* EXERCISE DESCRIPTION *
What follows is a set of entries. Repeat them exactly, but not their pictures.

* GIVEN DATA *
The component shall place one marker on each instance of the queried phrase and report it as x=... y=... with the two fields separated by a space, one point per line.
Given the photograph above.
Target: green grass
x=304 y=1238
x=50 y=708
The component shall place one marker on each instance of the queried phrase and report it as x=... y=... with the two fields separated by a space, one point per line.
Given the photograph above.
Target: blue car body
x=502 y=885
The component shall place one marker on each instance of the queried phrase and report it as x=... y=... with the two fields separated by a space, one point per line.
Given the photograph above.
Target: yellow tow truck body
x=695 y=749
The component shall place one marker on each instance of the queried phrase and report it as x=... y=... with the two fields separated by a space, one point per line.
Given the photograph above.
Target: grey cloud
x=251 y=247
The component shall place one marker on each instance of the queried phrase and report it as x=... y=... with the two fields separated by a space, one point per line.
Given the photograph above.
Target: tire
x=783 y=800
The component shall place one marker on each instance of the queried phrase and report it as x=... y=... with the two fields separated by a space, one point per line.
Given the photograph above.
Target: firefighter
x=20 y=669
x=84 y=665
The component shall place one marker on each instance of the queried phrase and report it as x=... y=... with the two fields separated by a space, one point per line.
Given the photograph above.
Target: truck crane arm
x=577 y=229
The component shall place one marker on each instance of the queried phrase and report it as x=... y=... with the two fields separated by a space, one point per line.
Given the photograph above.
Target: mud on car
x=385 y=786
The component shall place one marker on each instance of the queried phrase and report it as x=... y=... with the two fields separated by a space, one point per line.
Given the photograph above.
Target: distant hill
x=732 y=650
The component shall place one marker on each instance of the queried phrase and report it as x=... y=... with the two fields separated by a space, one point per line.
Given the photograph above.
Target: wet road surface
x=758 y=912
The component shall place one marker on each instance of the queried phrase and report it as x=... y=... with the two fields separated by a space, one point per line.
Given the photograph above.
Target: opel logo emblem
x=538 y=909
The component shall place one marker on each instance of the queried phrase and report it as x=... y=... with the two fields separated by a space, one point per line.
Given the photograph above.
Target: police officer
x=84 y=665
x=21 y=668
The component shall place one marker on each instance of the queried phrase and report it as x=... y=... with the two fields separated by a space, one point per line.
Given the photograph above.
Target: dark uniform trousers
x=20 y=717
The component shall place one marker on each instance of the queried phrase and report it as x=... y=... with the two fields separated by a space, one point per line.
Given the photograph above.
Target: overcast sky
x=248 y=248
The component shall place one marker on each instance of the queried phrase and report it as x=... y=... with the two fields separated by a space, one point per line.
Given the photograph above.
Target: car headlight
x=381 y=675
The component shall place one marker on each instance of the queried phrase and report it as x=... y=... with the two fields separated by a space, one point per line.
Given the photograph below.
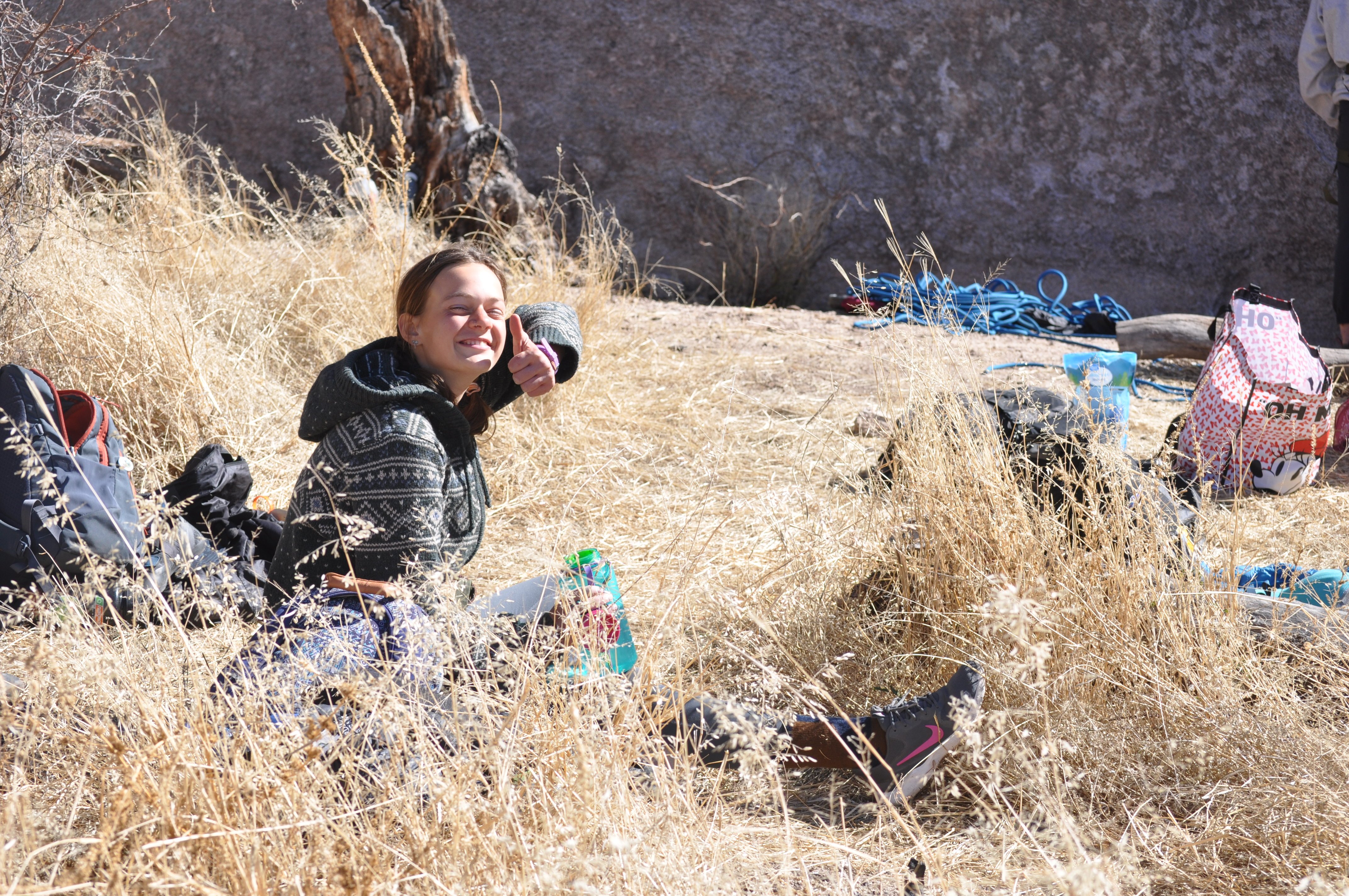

* PROBLEM SOLUTION *
The component shall place one marker on each instance of the queried phrase and report it as x=... y=... with the two fields separated by a space, one point per line.
Given the photograph above.
Target: green grass
x=304 y=1238
x=50 y=708
The component shall place one marker on each instance of the queried phrase and report it as x=... y=... with the two fields separated by a space, one point per line.
Given the photograph above.
Target: blue car body
x=502 y=885
The component shall place one marker on each instance of the queried phrase and report it as x=... y=... with the two fields separated by a space, one point per line.
Given the photograph above.
Target: yellow tow truck body
x=695 y=749
The component shall place one marker on each instance of the queried phrase and report it as x=... y=... with the two fields separated by a space, one point per line.
Given the photograph above.
Target: grey cloud
x=251 y=247
The component shall place one marker on each instance of the queried phrase and report it as x=... y=... with the two fields separated by a space, one point per line.
Given the photograph above.
Target: tire
x=783 y=800
The component shall place one marker on each instance of the queried phrase and report it as x=... y=... with the two fields separated by a space, one point per line.
Given the photograph above.
Target: firefighter
x=20 y=669
x=84 y=665
The component shall place one marker on each instance of the queried phrase and report it as x=... y=... with the two fields separated by a space, one point per line.
Given the photograph above.
Target: truck crane arm
x=577 y=229
The component shall place one marker on each instance of the queried phrase and report it as x=... y=... with the two fields separated by a space, one point per line.
Given the photograph above.
Target: mud on car
x=385 y=786
The component shall place one marker on each instance of the queried phrase and report it as x=... y=... with the two fields separated by a space, one point per line.
Given the photograph above.
Target: distant hill
x=732 y=650
The component shall place one marker on each instance of the queried phrase and report it as x=... y=... with the two fields separated by a space, one point per line.
Given the photograph above.
Target: wet road surface
x=758 y=912
The component shall place one marker on each instance of the queried phrase and report it as x=... y=... with the two fields separated by a space, one point per line.
Given the photograph above.
Target: opel logo emblem
x=538 y=909
The component shall place one marker on each instance of the queried phrase and report it as x=... y=... with the two fields separated by a space, one point per line.
Given the photograph above.
Target: police officer
x=84 y=665
x=21 y=668
The component shall place one marker on each instance of the queried phrase and report it as x=... y=... with the two fields separated by a space, one point per line.
Given the photograph above.
Target: dark uniform trousers
x=20 y=717
The component shall place one marker on each instance of the queried phrase and report it as x=... y=... with the two fields separated by a space, one point per line.
Given the photograph above.
Target: overcast sky
x=248 y=248
The component shall place one marker on each instance of the queried phrase and report it as x=... y=... with the two fields separated by a space, one point per line.
Given the photograph above.
Target: car headlight
x=381 y=675
The component shall place one marker on each instance of the queried phrase and report it as x=... y=... with the two fields separated by a space, one point per line.
Given the photograph below.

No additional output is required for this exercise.